> _PROMPT_
Copy the listing below word for word, from the line that contains "Where can you see the chimney?" down to the line that contains "<point>489,1051</point>", including both of those lines.

Dataset records on object locations
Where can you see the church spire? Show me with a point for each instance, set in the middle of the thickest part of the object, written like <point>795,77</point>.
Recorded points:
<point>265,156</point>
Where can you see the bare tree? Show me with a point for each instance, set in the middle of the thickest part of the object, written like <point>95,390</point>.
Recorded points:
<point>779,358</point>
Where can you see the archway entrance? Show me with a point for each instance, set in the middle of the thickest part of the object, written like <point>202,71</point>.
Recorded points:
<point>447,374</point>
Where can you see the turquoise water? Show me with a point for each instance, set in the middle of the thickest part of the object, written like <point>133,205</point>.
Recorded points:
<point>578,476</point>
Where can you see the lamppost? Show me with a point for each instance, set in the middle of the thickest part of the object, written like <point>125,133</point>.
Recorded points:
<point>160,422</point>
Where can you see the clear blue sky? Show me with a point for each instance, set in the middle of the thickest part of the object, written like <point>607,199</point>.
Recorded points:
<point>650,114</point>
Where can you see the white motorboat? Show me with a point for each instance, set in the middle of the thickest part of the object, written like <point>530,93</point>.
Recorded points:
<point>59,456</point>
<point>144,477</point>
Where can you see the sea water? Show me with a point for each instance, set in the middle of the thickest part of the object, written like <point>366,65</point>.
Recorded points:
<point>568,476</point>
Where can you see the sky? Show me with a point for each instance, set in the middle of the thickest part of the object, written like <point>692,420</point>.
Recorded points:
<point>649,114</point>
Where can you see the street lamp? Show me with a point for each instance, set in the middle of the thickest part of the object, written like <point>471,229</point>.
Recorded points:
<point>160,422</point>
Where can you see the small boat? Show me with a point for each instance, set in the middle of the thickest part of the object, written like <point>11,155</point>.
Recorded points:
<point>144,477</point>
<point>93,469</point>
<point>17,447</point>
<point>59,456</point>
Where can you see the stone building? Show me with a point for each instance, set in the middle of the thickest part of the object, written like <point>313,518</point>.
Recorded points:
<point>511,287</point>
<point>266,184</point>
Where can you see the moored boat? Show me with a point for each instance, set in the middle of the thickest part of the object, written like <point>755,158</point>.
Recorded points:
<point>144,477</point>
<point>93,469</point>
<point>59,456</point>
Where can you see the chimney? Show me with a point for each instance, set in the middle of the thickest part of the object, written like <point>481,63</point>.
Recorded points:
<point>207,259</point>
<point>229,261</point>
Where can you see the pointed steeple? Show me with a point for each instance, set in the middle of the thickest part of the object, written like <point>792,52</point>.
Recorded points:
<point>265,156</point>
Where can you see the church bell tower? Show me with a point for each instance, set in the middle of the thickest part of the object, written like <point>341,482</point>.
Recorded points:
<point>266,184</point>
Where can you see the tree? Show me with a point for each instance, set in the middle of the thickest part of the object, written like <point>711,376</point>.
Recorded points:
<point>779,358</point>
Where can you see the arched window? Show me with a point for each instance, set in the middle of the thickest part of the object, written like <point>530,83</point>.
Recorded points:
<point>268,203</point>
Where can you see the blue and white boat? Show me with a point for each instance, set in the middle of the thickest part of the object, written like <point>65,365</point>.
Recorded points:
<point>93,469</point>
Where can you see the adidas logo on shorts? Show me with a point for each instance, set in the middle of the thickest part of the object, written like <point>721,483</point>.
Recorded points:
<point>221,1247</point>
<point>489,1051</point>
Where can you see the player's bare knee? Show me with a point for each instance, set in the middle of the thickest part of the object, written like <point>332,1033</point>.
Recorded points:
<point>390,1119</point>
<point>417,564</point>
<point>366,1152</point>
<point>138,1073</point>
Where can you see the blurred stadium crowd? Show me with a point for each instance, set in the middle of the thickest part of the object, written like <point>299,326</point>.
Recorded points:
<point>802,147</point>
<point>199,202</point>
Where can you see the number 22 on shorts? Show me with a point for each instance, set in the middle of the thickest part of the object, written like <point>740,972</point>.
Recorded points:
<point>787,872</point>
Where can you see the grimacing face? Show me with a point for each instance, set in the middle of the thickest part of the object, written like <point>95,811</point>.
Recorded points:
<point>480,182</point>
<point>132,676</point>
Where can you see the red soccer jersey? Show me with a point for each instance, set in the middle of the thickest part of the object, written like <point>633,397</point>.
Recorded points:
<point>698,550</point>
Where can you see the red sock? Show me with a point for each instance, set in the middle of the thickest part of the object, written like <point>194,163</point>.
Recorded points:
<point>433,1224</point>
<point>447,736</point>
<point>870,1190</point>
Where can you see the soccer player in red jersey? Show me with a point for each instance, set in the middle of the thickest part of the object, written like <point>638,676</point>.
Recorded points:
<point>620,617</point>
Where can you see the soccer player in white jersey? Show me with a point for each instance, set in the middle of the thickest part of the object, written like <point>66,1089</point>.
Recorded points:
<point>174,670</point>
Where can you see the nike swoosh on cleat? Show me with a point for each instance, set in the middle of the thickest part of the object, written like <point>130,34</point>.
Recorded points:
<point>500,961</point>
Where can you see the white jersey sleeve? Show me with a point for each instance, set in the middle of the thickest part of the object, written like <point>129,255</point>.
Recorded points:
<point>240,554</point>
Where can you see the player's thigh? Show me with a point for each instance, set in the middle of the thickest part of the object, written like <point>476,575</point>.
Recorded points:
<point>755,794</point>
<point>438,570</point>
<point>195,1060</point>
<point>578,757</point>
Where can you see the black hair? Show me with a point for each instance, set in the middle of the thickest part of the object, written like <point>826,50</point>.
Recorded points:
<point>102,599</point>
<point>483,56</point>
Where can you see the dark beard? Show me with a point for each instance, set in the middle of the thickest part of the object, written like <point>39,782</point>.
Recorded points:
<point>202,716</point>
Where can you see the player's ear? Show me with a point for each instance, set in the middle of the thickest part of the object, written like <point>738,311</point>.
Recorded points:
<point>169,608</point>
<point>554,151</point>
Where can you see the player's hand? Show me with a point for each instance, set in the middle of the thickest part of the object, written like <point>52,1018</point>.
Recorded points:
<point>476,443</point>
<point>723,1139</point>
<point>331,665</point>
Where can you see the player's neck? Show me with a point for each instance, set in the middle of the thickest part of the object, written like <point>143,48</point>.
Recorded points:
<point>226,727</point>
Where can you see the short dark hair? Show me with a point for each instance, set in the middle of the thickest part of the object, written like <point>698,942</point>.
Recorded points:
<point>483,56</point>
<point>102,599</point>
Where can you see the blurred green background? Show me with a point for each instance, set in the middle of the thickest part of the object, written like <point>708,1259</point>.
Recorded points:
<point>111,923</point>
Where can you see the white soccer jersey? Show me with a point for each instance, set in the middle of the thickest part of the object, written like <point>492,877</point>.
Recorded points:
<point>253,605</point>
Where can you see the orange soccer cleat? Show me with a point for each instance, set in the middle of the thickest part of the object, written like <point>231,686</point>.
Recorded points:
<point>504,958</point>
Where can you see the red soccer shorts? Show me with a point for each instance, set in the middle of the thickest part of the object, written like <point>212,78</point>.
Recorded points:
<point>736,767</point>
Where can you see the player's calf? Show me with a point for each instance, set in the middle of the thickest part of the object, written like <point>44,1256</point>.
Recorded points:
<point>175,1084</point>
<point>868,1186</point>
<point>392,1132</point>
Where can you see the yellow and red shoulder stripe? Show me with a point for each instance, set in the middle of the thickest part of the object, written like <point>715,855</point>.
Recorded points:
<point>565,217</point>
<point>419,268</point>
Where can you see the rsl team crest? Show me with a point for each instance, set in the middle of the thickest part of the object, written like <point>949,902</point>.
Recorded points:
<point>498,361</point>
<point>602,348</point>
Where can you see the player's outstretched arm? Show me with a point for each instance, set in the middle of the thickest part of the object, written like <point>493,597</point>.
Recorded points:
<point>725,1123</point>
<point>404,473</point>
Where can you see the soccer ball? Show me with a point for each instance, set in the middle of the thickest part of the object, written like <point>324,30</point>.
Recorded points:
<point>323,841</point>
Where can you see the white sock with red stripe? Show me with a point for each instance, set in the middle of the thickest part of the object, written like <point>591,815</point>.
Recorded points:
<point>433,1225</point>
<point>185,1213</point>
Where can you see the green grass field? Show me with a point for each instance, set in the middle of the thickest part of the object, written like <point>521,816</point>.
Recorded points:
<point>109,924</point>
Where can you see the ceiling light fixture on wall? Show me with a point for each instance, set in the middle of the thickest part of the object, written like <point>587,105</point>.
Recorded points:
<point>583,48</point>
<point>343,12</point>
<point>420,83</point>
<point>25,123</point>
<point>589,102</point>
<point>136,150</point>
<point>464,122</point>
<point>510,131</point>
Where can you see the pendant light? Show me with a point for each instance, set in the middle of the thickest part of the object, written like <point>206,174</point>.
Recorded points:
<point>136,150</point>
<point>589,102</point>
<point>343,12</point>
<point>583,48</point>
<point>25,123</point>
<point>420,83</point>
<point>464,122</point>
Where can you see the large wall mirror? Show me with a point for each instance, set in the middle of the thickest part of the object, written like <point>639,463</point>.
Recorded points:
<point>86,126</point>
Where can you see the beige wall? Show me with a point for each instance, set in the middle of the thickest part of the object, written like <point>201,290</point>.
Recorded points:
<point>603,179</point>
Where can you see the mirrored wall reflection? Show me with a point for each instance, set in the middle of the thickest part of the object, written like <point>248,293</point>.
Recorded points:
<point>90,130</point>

> _COMPLETED EXERCISE_
Where can you see the chimney? Show me with a point for each instance, set in the middle of the thickest part of the object, written like <point>481,63</point>.
Recorded points:
<point>207,259</point>
<point>229,261</point>
Where can you see the pointed steeple? Show me with a point for each instance, set in the middle of the thickest part of the object, written like <point>792,52</point>.
Recorded points:
<point>265,156</point>
Where can you see the church bell tower? Show me with a point for each instance, set in the middle of the thickest part of the object, written like <point>341,482</point>.
Recorded points:
<point>266,184</point>
Where can you see the tree? Show me with a point for each instance, set in the middle of the thickest part of the object, written like <point>711,376</point>.
Recorded points:
<point>779,358</point>
Where can you see the arched window? Show me with a point for each instance, set in the middle of the thickest part of the object, written like <point>530,83</point>.
Recorded points:
<point>268,203</point>
Where can you see the blue and white boat? Show me with a point for each instance, set in the middle of the thickest part of the object, written like <point>65,365</point>.
Recorded points:
<point>93,469</point>
Where can you see the adidas logo on shorts? Show me with a point for each instance, set in the middle of the thickest part of the object, written like <point>721,483</point>.
Recorded points:
<point>221,1247</point>
<point>489,1051</point>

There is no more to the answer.